◆ WORK TO COMPLETE: Return all of the records below verbatim, with no line changed, dropped, or added.

◆ MATERIAL SUPPLIED:
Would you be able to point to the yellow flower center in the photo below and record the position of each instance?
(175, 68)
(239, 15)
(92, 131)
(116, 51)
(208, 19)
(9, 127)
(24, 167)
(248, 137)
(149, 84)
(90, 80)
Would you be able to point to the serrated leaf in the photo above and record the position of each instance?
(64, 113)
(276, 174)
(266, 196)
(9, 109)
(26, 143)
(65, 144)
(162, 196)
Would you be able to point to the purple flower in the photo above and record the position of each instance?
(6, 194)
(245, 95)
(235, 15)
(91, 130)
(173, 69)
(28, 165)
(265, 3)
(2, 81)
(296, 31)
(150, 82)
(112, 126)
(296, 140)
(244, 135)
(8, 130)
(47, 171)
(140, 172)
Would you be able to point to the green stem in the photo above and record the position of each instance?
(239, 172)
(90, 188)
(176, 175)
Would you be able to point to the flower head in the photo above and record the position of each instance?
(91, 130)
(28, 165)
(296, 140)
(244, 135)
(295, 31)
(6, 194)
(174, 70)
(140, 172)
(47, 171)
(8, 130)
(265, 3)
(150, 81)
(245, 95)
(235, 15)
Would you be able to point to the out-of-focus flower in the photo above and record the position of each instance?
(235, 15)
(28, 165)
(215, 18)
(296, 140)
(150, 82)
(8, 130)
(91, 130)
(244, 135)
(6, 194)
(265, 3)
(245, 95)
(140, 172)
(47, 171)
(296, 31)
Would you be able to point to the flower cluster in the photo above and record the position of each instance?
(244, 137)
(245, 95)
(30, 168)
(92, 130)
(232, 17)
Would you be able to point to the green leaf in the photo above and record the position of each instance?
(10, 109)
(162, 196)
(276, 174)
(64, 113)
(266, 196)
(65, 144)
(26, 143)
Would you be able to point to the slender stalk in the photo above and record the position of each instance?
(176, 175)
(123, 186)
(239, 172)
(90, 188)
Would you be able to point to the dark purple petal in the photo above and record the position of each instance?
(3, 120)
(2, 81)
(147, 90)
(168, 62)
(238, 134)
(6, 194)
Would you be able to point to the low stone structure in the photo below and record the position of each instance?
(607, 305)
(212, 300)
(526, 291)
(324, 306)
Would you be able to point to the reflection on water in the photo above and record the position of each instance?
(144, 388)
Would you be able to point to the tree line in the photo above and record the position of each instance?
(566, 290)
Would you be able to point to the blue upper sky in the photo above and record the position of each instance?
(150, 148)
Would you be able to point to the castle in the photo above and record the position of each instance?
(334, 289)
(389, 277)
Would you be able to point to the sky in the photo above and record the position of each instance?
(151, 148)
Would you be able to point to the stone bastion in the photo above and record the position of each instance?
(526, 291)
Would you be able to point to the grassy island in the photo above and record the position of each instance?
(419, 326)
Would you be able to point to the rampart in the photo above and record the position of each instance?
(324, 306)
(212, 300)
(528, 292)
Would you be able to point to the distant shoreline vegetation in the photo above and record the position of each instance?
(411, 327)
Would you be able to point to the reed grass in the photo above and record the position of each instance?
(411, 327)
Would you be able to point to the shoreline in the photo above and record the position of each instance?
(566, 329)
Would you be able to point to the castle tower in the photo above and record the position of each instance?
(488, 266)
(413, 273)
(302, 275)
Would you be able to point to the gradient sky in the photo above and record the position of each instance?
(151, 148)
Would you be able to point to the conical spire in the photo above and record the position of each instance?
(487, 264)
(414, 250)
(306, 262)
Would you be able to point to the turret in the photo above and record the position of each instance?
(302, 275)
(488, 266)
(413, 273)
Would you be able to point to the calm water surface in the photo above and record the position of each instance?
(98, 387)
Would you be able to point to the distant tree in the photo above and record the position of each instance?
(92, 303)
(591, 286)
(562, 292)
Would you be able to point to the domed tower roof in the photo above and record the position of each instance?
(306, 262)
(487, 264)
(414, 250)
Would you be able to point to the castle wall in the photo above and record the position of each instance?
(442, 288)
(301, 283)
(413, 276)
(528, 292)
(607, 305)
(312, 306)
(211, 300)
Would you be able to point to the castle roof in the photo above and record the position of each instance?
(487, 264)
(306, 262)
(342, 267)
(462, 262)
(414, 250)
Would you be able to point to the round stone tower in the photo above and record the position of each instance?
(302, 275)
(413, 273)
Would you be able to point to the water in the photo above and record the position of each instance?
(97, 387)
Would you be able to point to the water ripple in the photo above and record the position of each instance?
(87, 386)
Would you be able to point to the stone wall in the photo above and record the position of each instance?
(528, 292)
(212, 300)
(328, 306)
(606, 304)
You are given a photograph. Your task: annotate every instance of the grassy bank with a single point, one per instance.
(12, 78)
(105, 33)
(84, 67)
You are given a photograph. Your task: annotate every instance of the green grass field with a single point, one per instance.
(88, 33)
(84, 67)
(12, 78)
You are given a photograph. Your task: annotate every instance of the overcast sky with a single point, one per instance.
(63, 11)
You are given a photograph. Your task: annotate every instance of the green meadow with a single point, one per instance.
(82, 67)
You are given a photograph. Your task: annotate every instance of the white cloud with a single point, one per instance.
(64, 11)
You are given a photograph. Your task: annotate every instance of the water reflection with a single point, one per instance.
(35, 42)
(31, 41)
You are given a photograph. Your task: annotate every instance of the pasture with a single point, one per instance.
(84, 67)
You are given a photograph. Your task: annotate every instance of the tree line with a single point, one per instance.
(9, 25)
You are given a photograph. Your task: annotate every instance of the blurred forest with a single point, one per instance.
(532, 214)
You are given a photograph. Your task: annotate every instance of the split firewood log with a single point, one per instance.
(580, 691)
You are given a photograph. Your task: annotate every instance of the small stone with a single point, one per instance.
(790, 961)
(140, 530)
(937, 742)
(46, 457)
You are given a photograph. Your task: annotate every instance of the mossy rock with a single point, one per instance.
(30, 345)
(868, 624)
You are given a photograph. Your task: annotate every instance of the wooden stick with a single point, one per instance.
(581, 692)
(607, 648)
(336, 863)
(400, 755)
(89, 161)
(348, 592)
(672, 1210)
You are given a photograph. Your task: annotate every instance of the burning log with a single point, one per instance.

◆ EXERCISE OUTPUT:
Would you be able to point to the yellow flower center in the photo below and record the position of each instance?
(175, 68)
(239, 15)
(92, 131)
(116, 51)
(208, 19)
(9, 127)
(24, 167)
(248, 137)
(149, 84)
(90, 80)
Would you be able to point to the serrated leaf in the photo above and record the position of each instance?
(64, 113)
(276, 174)
(266, 196)
(9, 109)
(26, 143)
(65, 144)
(162, 196)
Would you be able to point to the purple flower in the photo above and record the position of each instance?
(6, 194)
(245, 95)
(235, 15)
(91, 130)
(173, 69)
(28, 165)
(265, 3)
(2, 81)
(296, 31)
(150, 82)
(112, 126)
(296, 140)
(244, 135)
(8, 130)
(47, 171)
(140, 172)
Would you be able to point to the green stem in the photo above and record the position of each instance?
(239, 172)
(90, 188)
(176, 175)
Would you be able to point to the flower head in the photo above and record the position of each instance?
(91, 130)
(28, 165)
(296, 140)
(244, 135)
(295, 31)
(6, 194)
(174, 70)
(140, 172)
(47, 171)
(8, 130)
(265, 3)
(150, 81)
(245, 95)
(235, 15)
Would you be able to point to the out-of-focus flower in the photo above and record the position of each instance?
(235, 15)
(28, 165)
(215, 18)
(296, 140)
(150, 82)
(8, 130)
(91, 130)
(244, 135)
(6, 194)
(265, 3)
(245, 95)
(140, 172)
(47, 171)
(296, 31)
Would you be able to point to the flower cluster in the photo above and record the position of each instance?
(244, 137)
(245, 95)
(30, 168)
(92, 130)
(232, 17)
Would you be able to point to the green leaf in the photo above and record the position of each instance?
(10, 109)
(162, 196)
(276, 174)
(64, 113)
(266, 196)
(65, 144)
(26, 143)
Would you be able to point to the slender stalk in the photo above and record the position of each instance?
(176, 175)
(123, 186)
(239, 172)
(90, 188)
Would you be able to point to the dark purple petal in the photo above and record the position of each instance?
(3, 120)
(2, 81)
(147, 90)
(168, 62)
(238, 134)
(6, 194)
Would you be able to point to the low stone structure in the photo below and record the position of each instance?
(607, 305)
(212, 300)
(526, 291)
(324, 306)
Would you be able to point to the reflection on water in the photo above and record the position of each instance?
(144, 388)
Would you be able to point to the tree line in the photo above and record the position of each instance?
(566, 290)
Would you be able to point to the blue upper sky in the photo above and record the position of each instance?
(150, 148)
Would you be able to point to the castle in the photo above and record the position of each instance?
(334, 289)
(389, 277)
Would you be able to point to the sky in the photo above and record the position of each instance?
(151, 148)
Would you be able to point to the stone bastion in the photo above and record the position of each instance?
(526, 291)
Would you be able to point to the grassy island in the photo above and record the position of each instance?
(419, 326)
Would you be able to point to the rampart in the photo above and record the position of each instance?
(324, 306)
(212, 300)
(528, 292)
Would you be able to point to the distant shoreline vegetation in the photo above and record the position of each instance?
(411, 327)
Would you be able to point to the reed grass in the photo above and record the position of each instance?
(411, 327)
Would you be able to point to the shoreline in the photo above and record the position of each instance?
(566, 329)
Would you be able to point to the castle tower in the photo above and record the position of each instance?
(488, 266)
(413, 273)
(302, 275)
Would you be able to point to the gradient sky in the photo above and record the position of each instance?
(151, 148)
Would you be able to point to the conical spire in the photo above and record the position of each instance?
(487, 264)
(414, 250)
(306, 262)
Would you be able to point to the turret in the photo above and record the position of each instance?
(302, 275)
(488, 266)
(413, 273)
Would you be able to point to the calm water surface in the photo above and record the position of each instance?
(98, 387)
Would you be able to point to the distant tree in the photo above and record the position of each instance?
(92, 303)
(591, 286)
(562, 292)
Would you be able to point to the domed tower roof in the photo above and record the position of each instance?
(306, 262)
(487, 264)
(414, 250)
Would you be able to point to the castle wall in the photo above and record the position of each instance?
(442, 288)
(301, 283)
(413, 276)
(528, 292)
(607, 305)
(312, 306)
(211, 300)
Would you be able to point to the castle roof in the photo above and record the position of each instance?
(487, 264)
(306, 262)
(342, 267)
(462, 262)
(414, 250)
Would you be able to point to the round stone tower in the photo above and record the position of each instance?
(302, 275)
(413, 273)
Would you be able to point to the water in the photo above and record the position of each instance?
(97, 387)
Would you be able to point to the water ripple in the photo above and record the position of each instance?
(87, 386)
Would you be able to point to the stone wall in the photo above and record the position of each instance?
(528, 292)
(212, 300)
(328, 306)
(606, 304)
You are given a photograph. Your task: annotate every instance of the grassy bank with a single point, one per instance.
(12, 78)
(105, 33)
(84, 67)
You are given a photograph. Your task: annotate every instance of the green grass field with a single point, one per instance.
(88, 33)
(84, 67)
(12, 78)
You are given a photograph. Your task: annotate every instance of the overcast sky with a single point, one per instance.
(63, 11)
You are given a photograph. Your task: annotate every instance of the green meadow with a single point, one per instance.
(82, 67)
You are given a photograph. Your task: annotate every instance of the white cloud with a single point, one per instance.
(64, 11)
You are given a photograph. Your task: annotate every instance of the water reflection with a single point, one per instance.
(35, 42)
(31, 41)
You are given a photograph. Your task: annotate every instance of the pasture with a single point, one per instance.
(84, 67)
You are given a photograph. Your task: annotate every instance of the tree line with a single point, one per instance.
(9, 25)
You are given a photograph. Your task: annotate every instance of the blurred forest with a single point, one per instance.
(532, 214)
You are given a photograph. Your task: annotate every instance of the split firewood log with a single point, one per instance.
(580, 691)
You are given a photograph. Your task: annotate every instance of the small stone with a single point, one per instance.
(790, 961)
(140, 530)
(937, 742)
(46, 457)
You are given a photograph. Your task: annotate every instance of the mossy rock with a single point, one per instance.
(30, 345)
(868, 624)
You are given a photograph. Your task: annotate every instance of the wooden stick with a single point, one per instance.
(581, 692)
(607, 648)
(336, 863)
(400, 755)
(89, 161)
(348, 592)
(672, 1210)
You are given a photograph. Your task: annotate every instance of the burning log with a single point, one per instance.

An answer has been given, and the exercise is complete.